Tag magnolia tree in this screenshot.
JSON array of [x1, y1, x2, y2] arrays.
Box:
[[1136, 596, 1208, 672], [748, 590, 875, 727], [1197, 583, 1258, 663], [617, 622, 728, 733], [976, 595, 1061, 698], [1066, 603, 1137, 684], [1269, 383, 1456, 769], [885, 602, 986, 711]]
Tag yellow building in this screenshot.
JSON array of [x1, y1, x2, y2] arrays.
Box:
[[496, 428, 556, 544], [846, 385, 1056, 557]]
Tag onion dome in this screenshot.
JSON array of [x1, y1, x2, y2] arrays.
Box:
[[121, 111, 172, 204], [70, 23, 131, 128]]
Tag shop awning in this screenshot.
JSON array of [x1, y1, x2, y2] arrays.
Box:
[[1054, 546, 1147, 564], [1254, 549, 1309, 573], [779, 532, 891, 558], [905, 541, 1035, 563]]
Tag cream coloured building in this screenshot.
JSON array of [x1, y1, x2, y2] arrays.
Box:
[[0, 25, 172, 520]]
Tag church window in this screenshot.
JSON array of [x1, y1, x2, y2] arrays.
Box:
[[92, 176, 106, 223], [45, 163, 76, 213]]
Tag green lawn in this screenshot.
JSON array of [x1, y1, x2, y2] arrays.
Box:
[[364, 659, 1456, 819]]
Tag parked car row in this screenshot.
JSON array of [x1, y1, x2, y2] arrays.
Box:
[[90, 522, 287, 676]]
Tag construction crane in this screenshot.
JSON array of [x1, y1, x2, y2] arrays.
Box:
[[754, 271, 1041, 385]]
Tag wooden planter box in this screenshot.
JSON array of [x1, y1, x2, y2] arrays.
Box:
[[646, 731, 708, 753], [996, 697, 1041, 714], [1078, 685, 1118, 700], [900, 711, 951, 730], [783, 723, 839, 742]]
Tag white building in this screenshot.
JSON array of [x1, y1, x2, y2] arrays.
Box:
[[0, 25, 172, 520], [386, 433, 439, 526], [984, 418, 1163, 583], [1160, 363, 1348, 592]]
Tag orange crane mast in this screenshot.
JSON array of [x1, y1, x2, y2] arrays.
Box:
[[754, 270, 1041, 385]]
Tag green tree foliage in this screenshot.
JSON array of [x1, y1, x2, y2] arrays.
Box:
************
→ What the task asks: Rescale lines of the entries above, starting with the line containing "Tag green lawn in this screenshot." and going on through the line containing "[[754, 271, 1041, 385]]", and write out only those lines, labeling requests included. Multiply every bounding-box coordinate in the answers by 1.6, rounding to whole numbers with halves rounded up.

→ Solved problem:
Tag green lawn in this screenshot.
JSON array of [x1, y1, x2, y2] arrays.
Box:
[[582, 1054, 2330, 1310]]
Tag parked car row in this screenshot.
JSON array of [x1, y1, x2, y2] arrays.
Box:
[[144, 835, 459, 1082]]
Tag construction crane in this screenshot.
JSON array of [x1, y1, x2, y2] arrays.
Box:
[[1206, 434, 1666, 616]]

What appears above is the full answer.